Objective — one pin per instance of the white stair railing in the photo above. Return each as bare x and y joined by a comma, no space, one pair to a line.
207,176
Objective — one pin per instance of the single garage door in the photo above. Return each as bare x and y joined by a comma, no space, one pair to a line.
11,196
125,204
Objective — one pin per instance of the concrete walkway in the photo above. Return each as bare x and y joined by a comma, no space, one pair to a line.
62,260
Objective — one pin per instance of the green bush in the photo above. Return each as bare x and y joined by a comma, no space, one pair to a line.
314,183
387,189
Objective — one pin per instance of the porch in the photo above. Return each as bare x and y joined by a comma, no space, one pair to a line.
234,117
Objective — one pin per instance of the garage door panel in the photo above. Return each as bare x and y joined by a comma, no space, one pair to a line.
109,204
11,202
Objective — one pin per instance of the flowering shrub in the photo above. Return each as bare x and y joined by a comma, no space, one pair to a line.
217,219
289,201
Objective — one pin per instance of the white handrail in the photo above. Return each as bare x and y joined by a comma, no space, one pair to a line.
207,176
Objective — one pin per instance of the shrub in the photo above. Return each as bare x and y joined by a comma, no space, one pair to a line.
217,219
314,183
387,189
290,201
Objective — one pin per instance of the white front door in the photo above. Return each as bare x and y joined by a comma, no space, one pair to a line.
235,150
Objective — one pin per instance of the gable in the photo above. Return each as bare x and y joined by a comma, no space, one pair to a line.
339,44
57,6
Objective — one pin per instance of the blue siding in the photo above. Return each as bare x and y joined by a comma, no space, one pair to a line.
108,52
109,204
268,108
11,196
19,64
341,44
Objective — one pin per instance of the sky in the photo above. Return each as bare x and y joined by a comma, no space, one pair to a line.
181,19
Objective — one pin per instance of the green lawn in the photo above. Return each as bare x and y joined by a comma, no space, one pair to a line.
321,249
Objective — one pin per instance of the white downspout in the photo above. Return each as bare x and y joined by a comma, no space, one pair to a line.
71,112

+--

Reproduce all of the records above, substituting "occurrence" for every appearance of "instance" and leaving everything else unaltered.

## The result
Objective — one pin per occurrence of the white stair railing in the photo above. Return each as bare x and y joined by a comma, no space, one pair to a line.
207,176
Objective — one pin per occurrence of the single garage door in the photo above. Return each as bare x and y joined by a comma, no space, one pair to a line.
11,196
125,204
Objective — one pin per occurrence of the concrete walkway in the photo above. Return each as bare x and y joined by a comma, no space, one pair to a line.
62,260
Objective — one pin per occurrence of the green bush in the photo above. Return each as bare x and y joined by a comma, no space, one pair to a line.
314,183
387,189
Objective — one pin per occurrence of the porch in the photo above. Return each as bare x and y joined by a comma, no space, one pair to a line.
234,117
Objective — one pin per occurrence of the garage door panel in the photo above. Return each as bare x and y joined by a comma, no space, one pair to a line.
109,204
11,202
Objective — one pin per occurrence of the flowering shrub in the photo above. Return each as bare x and y joined by a comma, no space, one pair to a line.
217,219
289,201
Objective — one pin per occurrence of the white handrail in the photo above. Return each as bare x and y joined by a comma, no space, one pair to a line.
207,176
Objective — one pin per occurrence of the shrub in the photo above. Return each as bare x and y joined by a comma, no space, one pair to a line.
217,219
314,183
387,189
290,201
Objective — one pin per occurrence of the white front door in the photo above. Return each as bare x and y joined by a comma, no space, one pair to a line.
235,150
Objective — one pin per occurrence of the gable in the photo above. Return each as bare x and y joined by a comma, no space, one pair to a line.
339,44
57,6
Objective — one pin per occurrence of the blue siding in the photo above. Return each as bare x and y joined by a comma, no space, one pair to a line.
108,52
109,204
268,108
11,196
19,64
341,44
Objective — one pin per occurrence of the sky in the photo above. Return each as bare x and y joined by a comma, no space, one pair to a line.
181,19
Objective — one pin per occurrence of the green lawn in the photo above. Return each as bare x and y joined by a comma, no space, one pair to a line.
321,249
Objective — one pin per occurrence of the white downspout in the photo above. Return each as bare x and y joined by a comma, no space, one pair to a line.
71,112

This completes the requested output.